Our findings We tracked 187 employees from a diverse set of industries in an experience-sampling study where we captured their behaviors and experiences over two full work weeks. We found that employees’ use of time-management planning had strong positive effects on their daily engagement and daily productivity. In addition, we found that these strong effects mostly occurred when employees faced limited interruptions. Daily time management was significantly less beneficial when employees had days filled with many interruptions. In fact, on days where interruptions were very high (about 20% of the time in our sample), daily time management was completely ineffective at improving engagement and productivity.
As for daily contingent planning, this type of planning also helped employees enhance their engagement and productivity. Interestingly, these positive effects remained, regardless of how many interruptions employees faced in their workdays. In other words, daily contingent planning seemed to provide benefits even when employees faced interruptions in their days. This means that while the benefits of time-management planning are less effective when interruptions occur, contingent planning continued to be beneficial regardless of the level of interruptions employees faced.
Putting your daily plans to work Our research uncovered that a large percentage of employees’ daily planning (about 30%) differs across work days, which means most people do not consistently employ planning each day. In addition, if employees use time management on a particular day, then they do not necessarily use contingent planning (and vice versa). Furthermore, about 40% of the time, employees will face a different amount of interruptions across their workdays.

-- Work required --
Write the next part of the passage on daily planning and work interruptions, picking up after its last sentence. The data that come next were taken from a separate source and are unrelated to the passage on daily planning.

-- Dataset excerpts --
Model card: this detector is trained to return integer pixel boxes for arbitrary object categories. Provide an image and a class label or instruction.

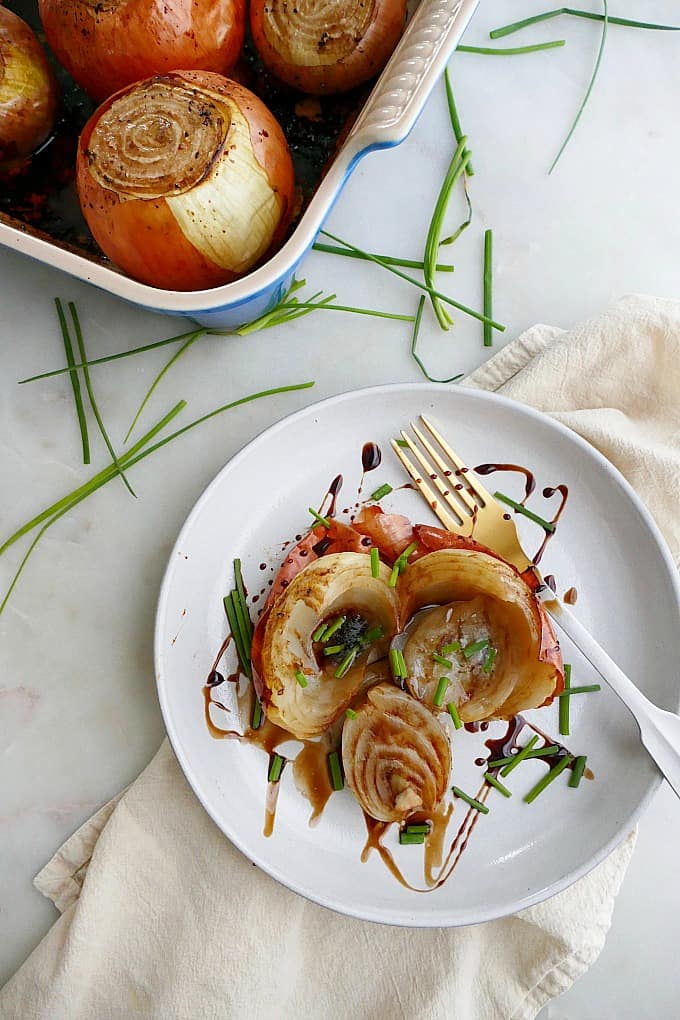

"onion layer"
[39,0,246,102]
[343,683,451,822]
[250,0,406,95]
[77,71,295,291]
[0,7,58,170]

-- Expected answer --
As a result, our findings suggest that employees need to better understand these two critical types of planning and when to utilize them in their day-to-day work lives. To help, we wanted to provide a step-by-step guide:
Before you start your work day (e.g., the night before or morning of), set aside a few minutes to plan your upcoming day.
Consider what type of day you anticipate and whether you expect to be interrupted and how frequently. What can you do to create boundaries around your time and have fewer interruptions? Based on past experience, how much do you think you will actually be interrupted?
If you anticipate few to no interruptions, then engage in time-management planning by setting an ambitious to-do list in which you prioritize your tasks and allocate your time and energy to them based on their priority (see also “You May Hate Planning, But You Should Do It Anyway”). For example, plan to accomplish difficult or creative tasks when you have the most time or energy. Plan more mundane tasks for when you require less mental energy. Such planning, when you have limited interruptions, helps fuel greater engagement and focus and allows you to get more done.
If you expect to be interrupted frequently, then engage in contingent planning where you outline a realistic number of tasks you can complete that day while also taking time to consider how you might be interrupted, and what you will do if such interruptions occur (see also “What to Do When You’re Feeling Distracted at Work”). This planning can help you better adapt to interruptions by allowing you to stay engaged and focused and to not get frustrated or dragged down by unanticipated disruptions or delays.
Based on current technological trends, employees will continue to be increasingly bombarded with interruptions and information. Which means your engagement at work will be constantly under attack from disruptions and distractions that prevent you from making progress on meaningful work. However, you can take back greater control of your engagement. And it starts with some simple tweaks to your daily plans.